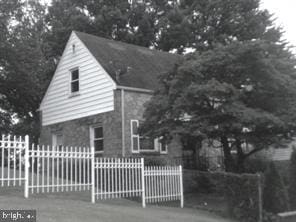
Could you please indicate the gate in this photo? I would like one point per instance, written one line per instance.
(12, 160)
(117, 177)
(59, 169)
(127, 177)
(163, 183)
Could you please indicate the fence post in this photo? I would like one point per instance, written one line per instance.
(27, 163)
(181, 187)
(260, 197)
(143, 183)
(93, 175)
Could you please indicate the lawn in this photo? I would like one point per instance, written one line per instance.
(76, 206)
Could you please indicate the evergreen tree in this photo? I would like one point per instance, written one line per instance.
(242, 92)
(292, 180)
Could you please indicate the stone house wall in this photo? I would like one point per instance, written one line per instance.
(77, 132)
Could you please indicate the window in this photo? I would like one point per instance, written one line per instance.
(161, 145)
(57, 140)
(74, 81)
(140, 143)
(97, 139)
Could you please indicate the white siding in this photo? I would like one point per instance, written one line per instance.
(95, 87)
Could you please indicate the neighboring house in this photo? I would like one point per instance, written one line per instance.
(97, 95)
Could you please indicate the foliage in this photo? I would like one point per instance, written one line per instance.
(238, 93)
(256, 165)
(240, 192)
(24, 71)
(292, 180)
(275, 198)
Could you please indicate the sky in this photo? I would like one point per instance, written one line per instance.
(284, 12)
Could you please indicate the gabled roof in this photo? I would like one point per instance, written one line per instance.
(129, 65)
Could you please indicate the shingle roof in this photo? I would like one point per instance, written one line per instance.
(135, 66)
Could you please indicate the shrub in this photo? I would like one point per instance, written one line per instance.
(274, 196)
(292, 180)
(256, 165)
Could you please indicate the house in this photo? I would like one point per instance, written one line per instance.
(97, 95)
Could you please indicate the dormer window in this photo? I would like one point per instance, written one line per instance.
(74, 81)
(73, 48)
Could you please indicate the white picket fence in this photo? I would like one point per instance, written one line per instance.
(163, 183)
(12, 157)
(118, 177)
(64, 169)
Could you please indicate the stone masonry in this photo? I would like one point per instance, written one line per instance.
(77, 132)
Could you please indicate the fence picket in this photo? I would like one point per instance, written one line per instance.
(67, 169)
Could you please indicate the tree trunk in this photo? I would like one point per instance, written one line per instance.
(228, 159)
(240, 157)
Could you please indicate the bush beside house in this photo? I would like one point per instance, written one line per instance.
(275, 198)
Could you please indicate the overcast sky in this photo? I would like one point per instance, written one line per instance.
(284, 12)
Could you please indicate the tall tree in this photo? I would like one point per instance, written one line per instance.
(24, 70)
(236, 91)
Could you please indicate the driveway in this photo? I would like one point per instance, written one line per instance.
(76, 207)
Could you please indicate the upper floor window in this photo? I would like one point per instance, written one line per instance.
(97, 138)
(74, 80)
(57, 140)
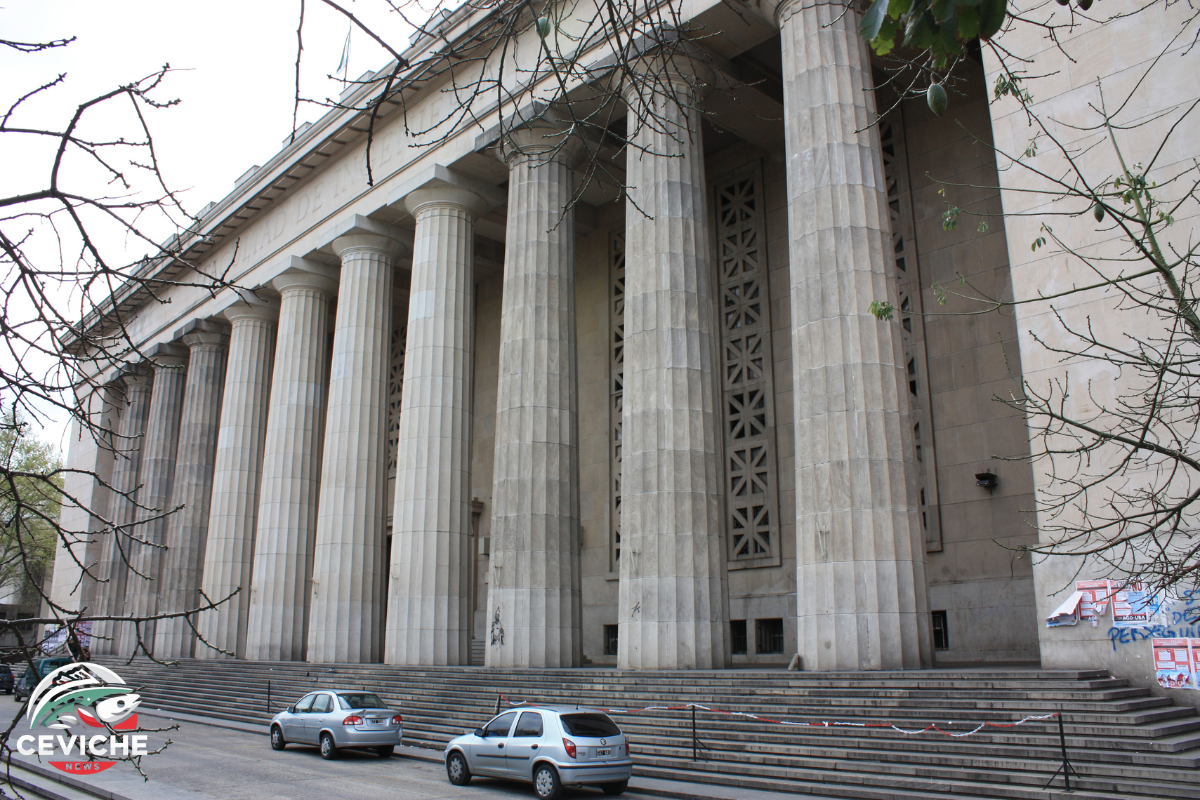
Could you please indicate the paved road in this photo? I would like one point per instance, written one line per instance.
(207, 762)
□ □ □
# Instructions for the task
Would you write out the material above in full, exactly as given, except for its pictures?

# Answer section
Could you please indicate the gate in this photo? I would like one point per instance, written one line per instance.
(12, 160)
(117, 177)
(59, 169)
(127, 177)
(163, 183)
Could you please indicate the fence post in this photo? I would like one point per instance, written one line per instance.
(27, 163)
(181, 187)
(260, 197)
(143, 183)
(93, 175)
Could you please indicate the lawn in this photo? I would like one point per instance, written one line per instance.
(76, 206)
Could you please indicate the evergreen tree in this photo? I would like one point per instance, written one line per instance.
(242, 92)
(292, 180)
Could you please indicate the stone house wall in this photo? I would like one point per instance, written one line per instance.
(77, 132)
Could you please indicate the window in this photo? I would like one point per instance, written one line per instance.
(161, 145)
(57, 140)
(74, 81)
(140, 143)
(97, 139)
Could you please indicate the white siding in this photo? I would like one point per instance, written one line per instance.
(95, 87)
Could you please indicate the neighboring house in this photo? I would like one point per instance, written one line per instance.
(97, 95)
Could you please indicate the foliage in this photo? I would like one point per instance, written one line per instance.
(238, 93)
(256, 165)
(240, 192)
(24, 71)
(292, 180)
(275, 198)
Could you please indicate the sky in this photo? I would like one point per instance, written one line per instance.
(284, 12)
Could you please indicate the gabled roof in this photo? I would like one point per instance, written one line per instance.
(129, 65)
Could you please indicate the shingle roof in this photo? I would like one point per instance, written one line per instance.
(135, 66)
Could you please indicate the shrub in this photo? I would like one point per instance, written one line per instance.
(274, 196)
(292, 180)
(256, 165)
Could you please indicate the house in this photo? I would like one point per instance, written one line per instance.
(97, 95)
Could you please indicate the dormer window in this photo? I would like one point per instance, written one line per instance.
(74, 81)
(73, 48)
Could you please indicate the white picket fence in this photo? I would like one point per instance, written one line per instance.
(163, 183)
(12, 157)
(118, 177)
(64, 169)
Could you please indicate the stone masonry in this photo? I would like one point per instance, written one line per instance.
(77, 132)
Could you please indicate the fence picket in this photo? I would like one point per instance, written one line per instance.
(67, 169)
Could you please indicate the tree trunk in this photo? I would like one point per instance, written one line per instance.
(228, 159)
(240, 157)
Could you please indicate the bush beside house in this photo? I would like one point per instance, written one line per instance.
(275, 198)
Could you please indicate the overcast sky in this photo? I would like one point per instance, written one line per instance.
(284, 12)
Could you please indicate the tall tree in this photo? I would like one point per instance, written one line per instance.
(24, 70)
(236, 91)
Could you please indicate the driveway in this photo? I would like one point per instance, written one line per instance.
(76, 207)
Could you please indicate the upper floor window in this photo? I would like one point per instance, written one line per instance.
(97, 138)
(74, 80)
(57, 140)
Could you please indicate the paved road in this photo? I would like one point per instance, written one line per instance.
(207, 762)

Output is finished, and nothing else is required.